Segmentation mask data
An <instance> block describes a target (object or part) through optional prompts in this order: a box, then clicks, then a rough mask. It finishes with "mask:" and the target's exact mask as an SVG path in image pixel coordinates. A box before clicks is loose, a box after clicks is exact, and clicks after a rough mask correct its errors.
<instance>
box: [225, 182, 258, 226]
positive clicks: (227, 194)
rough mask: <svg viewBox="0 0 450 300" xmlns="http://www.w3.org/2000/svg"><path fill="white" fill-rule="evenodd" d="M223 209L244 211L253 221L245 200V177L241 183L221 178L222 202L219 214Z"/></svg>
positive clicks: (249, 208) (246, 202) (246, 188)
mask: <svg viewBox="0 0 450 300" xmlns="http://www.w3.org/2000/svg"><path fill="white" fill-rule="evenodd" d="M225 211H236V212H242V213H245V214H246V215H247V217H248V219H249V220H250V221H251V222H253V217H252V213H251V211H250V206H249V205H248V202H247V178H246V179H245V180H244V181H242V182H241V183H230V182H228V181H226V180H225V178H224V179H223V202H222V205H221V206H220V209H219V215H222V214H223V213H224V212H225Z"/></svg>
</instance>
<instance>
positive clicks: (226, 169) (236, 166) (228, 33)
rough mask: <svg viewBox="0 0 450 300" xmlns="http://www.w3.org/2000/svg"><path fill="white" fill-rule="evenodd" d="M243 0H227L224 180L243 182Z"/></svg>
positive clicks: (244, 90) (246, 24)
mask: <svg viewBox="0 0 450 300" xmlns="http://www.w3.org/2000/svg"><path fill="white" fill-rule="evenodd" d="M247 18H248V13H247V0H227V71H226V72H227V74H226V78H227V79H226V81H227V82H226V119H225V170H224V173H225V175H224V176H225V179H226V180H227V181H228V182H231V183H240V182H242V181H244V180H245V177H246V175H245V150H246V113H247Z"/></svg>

EXERCISE OBJECTIVE
The entries shown above must be reproduced in full, exactly as written.

SOLUTION
An <instance> block describes a target (object or part) through optional prompts in this order: a box, then clicks, then a rough mask. It finishes with "mask:" and the target's exact mask as an SVG path in image pixel coordinates. A box before clicks is loose, a box after clicks is exact, and clicks after a rough mask correct its errors.
<instance>
box: [225, 182, 258, 226]
positive clicks: (227, 194)
rough mask: <svg viewBox="0 0 450 300" xmlns="http://www.w3.org/2000/svg"><path fill="white" fill-rule="evenodd" d="M223 209L244 211L253 221L245 200V177L241 183L221 178L222 202L219 214Z"/></svg>
positive clicks: (249, 208) (246, 202) (246, 188)
mask: <svg viewBox="0 0 450 300" xmlns="http://www.w3.org/2000/svg"><path fill="white" fill-rule="evenodd" d="M225 211H236V212H242V213H245V214H246V215H247V217H248V219H249V220H250V221H251V222H253V217H252V213H251V211H250V206H249V205H248V202H247V178H246V179H245V180H244V181H242V182H241V183H230V182H228V181H226V180H225V178H224V179H223V202H222V205H221V206H220V209H219V215H222V214H223V213H224V212H225Z"/></svg>
</instance>
<instance>
positive clicks: (226, 169) (236, 166) (228, 33)
rough mask: <svg viewBox="0 0 450 300" xmlns="http://www.w3.org/2000/svg"><path fill="white" fill-rule="evenodd" d="M243 0H227L224 180L243 182Z"/></svg>
positive clicks: (244, 90) (246, 24)
mask: <svg viewBox="0 0 450 300" xmlns="http://www.w3.org/2000/svg"><path fill="white" fill-rule="evenodd" d="M247 18H248V13H247V0H227V71H226V72H227V74H226V78H227V79H226V81H227V82H226V119H225V170H224V173H225V175H224V176H225V179H226V180H227V181H228V182H231V183H240V182H242V181H244V180H245V177H246V175H245V150H246V113H247Z"/></svg>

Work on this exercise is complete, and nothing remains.